> **Pointing and labeling entries**
** BEGIN **

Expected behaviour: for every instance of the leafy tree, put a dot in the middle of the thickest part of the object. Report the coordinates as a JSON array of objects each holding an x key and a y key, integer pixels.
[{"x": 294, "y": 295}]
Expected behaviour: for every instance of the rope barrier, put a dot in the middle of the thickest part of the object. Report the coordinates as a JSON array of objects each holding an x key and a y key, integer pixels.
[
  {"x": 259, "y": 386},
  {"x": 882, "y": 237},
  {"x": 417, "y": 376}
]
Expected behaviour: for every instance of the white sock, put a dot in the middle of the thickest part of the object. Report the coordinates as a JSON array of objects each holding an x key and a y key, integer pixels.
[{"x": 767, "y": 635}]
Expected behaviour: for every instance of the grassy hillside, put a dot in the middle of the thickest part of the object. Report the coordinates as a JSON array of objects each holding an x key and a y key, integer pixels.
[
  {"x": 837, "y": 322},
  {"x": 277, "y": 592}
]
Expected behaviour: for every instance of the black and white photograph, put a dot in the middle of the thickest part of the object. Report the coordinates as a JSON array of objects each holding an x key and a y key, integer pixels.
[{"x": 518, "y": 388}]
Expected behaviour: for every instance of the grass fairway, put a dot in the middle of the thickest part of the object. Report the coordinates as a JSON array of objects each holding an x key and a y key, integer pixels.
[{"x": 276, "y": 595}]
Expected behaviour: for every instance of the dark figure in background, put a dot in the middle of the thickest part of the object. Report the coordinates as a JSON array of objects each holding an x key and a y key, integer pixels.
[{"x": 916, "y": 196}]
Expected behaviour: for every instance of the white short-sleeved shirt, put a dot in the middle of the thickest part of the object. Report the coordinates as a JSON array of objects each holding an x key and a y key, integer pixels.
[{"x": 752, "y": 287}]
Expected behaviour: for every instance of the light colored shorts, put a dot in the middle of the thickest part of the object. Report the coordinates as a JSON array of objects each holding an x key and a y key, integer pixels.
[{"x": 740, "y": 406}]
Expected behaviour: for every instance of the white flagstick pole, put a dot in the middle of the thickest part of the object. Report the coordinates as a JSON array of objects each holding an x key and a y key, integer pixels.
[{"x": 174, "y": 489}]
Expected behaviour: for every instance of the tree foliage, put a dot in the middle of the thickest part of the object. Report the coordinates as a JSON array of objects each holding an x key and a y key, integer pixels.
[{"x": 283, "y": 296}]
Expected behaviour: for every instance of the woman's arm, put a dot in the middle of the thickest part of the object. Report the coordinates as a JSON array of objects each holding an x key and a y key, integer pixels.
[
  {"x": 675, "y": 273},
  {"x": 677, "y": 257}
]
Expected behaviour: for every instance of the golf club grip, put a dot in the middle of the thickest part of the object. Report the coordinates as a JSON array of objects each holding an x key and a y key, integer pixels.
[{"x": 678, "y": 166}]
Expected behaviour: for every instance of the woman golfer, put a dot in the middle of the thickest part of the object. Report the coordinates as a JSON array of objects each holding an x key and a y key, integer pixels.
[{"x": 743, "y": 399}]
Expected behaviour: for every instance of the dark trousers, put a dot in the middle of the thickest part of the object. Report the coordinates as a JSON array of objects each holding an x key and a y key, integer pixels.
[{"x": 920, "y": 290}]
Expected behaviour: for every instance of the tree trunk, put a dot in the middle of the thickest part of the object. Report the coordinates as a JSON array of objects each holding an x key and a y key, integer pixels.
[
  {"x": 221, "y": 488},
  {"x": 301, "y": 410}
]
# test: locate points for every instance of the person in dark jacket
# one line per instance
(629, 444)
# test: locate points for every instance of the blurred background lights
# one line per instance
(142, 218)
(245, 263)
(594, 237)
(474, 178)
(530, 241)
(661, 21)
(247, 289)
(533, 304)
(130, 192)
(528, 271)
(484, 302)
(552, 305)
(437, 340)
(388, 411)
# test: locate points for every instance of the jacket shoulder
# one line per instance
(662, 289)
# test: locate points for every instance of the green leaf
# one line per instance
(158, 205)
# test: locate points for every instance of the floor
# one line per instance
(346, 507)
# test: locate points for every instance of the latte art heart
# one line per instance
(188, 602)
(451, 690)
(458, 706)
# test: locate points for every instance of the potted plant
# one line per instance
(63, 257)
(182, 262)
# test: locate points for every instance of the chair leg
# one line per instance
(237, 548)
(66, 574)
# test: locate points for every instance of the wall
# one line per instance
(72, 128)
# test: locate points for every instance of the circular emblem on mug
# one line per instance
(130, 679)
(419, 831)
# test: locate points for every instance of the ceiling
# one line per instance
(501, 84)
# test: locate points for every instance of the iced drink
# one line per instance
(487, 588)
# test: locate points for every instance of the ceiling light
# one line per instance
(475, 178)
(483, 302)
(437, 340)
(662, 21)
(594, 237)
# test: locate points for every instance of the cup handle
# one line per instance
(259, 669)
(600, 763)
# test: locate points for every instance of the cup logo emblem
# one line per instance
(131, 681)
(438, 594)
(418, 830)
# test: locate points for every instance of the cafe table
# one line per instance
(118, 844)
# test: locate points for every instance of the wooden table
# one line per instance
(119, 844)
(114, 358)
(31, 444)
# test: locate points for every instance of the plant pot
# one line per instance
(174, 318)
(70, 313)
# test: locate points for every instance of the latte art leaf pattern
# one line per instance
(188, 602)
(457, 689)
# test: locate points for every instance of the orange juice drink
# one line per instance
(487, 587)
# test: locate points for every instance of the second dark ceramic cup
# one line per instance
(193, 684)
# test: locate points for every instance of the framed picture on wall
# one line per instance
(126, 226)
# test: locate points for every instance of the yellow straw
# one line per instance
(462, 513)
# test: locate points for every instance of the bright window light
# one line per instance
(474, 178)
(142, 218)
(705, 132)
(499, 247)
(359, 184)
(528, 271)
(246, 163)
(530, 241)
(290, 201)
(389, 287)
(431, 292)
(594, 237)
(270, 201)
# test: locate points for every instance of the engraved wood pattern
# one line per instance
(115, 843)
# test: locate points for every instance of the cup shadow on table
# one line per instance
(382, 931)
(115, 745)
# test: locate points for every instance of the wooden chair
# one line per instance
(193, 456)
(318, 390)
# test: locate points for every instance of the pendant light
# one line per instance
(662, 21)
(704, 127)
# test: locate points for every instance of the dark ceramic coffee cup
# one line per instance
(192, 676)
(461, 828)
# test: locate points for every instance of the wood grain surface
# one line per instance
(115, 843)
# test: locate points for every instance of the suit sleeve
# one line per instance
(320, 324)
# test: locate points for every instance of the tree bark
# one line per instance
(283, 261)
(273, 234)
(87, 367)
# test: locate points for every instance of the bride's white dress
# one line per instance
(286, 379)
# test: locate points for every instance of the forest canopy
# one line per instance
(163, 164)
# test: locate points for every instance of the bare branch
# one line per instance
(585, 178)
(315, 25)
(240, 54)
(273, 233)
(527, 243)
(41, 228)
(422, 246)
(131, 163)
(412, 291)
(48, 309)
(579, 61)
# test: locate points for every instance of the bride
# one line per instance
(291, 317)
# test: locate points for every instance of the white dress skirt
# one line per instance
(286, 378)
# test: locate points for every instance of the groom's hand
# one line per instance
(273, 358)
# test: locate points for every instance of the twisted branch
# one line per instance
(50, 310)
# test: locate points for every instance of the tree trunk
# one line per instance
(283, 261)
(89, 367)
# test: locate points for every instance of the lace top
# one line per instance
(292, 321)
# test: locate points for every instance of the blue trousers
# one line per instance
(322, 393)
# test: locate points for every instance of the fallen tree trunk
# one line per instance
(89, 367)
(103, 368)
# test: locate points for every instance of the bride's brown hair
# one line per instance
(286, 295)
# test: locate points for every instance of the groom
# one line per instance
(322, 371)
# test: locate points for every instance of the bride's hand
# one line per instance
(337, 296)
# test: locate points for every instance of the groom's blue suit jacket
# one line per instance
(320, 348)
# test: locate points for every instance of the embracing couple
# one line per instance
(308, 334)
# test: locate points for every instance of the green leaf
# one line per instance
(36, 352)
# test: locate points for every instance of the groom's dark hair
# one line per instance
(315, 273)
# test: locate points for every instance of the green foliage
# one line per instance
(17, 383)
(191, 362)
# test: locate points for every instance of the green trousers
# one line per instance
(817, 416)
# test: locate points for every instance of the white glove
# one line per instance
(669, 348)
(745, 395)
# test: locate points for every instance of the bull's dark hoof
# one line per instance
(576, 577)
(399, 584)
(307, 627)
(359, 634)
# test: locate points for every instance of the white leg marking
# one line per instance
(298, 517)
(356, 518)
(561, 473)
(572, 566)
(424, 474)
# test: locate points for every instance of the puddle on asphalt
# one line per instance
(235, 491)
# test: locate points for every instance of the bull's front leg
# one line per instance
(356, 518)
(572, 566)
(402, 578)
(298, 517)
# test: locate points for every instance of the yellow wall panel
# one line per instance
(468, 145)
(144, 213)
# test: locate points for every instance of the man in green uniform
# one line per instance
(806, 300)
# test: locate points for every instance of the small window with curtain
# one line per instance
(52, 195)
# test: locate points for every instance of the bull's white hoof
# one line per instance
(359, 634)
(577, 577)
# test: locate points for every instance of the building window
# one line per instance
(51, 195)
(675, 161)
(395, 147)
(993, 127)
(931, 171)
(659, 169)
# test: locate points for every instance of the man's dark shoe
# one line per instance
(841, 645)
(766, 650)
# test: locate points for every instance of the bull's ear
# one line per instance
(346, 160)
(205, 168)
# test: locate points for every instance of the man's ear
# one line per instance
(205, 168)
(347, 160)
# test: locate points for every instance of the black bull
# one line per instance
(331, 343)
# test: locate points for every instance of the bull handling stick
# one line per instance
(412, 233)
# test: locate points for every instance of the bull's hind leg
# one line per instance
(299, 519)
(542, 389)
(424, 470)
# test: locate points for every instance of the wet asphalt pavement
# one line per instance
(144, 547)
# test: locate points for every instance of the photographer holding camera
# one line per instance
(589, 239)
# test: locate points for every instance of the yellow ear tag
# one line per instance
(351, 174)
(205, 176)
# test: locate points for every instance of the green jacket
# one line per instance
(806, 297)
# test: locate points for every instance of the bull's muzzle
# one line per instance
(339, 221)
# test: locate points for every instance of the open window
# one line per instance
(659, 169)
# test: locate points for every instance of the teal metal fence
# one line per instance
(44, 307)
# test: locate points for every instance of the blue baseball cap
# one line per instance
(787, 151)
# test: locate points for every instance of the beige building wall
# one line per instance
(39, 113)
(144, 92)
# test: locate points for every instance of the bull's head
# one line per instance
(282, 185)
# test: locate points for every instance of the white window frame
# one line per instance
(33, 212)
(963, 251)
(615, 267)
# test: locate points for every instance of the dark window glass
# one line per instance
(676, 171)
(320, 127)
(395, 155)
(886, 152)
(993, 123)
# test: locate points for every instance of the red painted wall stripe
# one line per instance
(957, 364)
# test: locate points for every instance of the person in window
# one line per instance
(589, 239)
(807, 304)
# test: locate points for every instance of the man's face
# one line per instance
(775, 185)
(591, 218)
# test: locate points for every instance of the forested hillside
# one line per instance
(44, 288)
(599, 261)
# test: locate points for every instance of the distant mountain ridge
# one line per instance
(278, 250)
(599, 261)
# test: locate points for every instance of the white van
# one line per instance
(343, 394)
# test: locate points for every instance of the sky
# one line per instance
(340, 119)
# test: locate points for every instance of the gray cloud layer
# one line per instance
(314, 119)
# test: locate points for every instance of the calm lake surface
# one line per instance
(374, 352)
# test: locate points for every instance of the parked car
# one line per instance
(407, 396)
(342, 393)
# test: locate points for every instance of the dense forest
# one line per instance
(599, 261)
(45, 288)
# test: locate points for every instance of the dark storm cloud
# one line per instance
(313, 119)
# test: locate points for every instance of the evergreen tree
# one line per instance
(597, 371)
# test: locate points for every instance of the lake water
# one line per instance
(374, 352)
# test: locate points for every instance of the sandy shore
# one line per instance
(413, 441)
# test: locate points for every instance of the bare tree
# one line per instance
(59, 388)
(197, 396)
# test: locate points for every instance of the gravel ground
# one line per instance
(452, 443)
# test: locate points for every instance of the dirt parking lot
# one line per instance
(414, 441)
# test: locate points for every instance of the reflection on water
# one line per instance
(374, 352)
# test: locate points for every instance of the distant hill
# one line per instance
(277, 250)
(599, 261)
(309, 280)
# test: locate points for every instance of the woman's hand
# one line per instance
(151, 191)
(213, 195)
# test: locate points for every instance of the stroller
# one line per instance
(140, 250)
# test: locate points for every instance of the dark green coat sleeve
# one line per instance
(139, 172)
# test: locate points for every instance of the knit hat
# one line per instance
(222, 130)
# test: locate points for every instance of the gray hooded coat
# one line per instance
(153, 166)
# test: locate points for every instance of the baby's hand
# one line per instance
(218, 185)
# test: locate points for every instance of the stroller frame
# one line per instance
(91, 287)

** END **

> **EXERCISE AIM**
Return exactly, and only, the line containing "# test: locate points for every instance of the woman's" and every line after it through the end of the material.

> **SOLVED EXERCISE**
# test: locate points for every instance of the woman's hand
# one line per instance
(151, 191)
(213, 195)
# test: locate points for every instance of the stroller
# one line per instance
(140, 250)
# test: locate points for every instance of the dark green coat sleeve
# one line per instance
(139, 172)
# test: locate points for every instance of the knit hat
# one line per instance
(222, 130)
# test: locate points for every instance of the gray hooded coat
# one line per instance
(153, 166)
# test: locate points for every instance of the baby's hand
# one line per instance
(218, 185)
# test: locate points for every instance of the stroller frame
# one line per instance
(91, 287)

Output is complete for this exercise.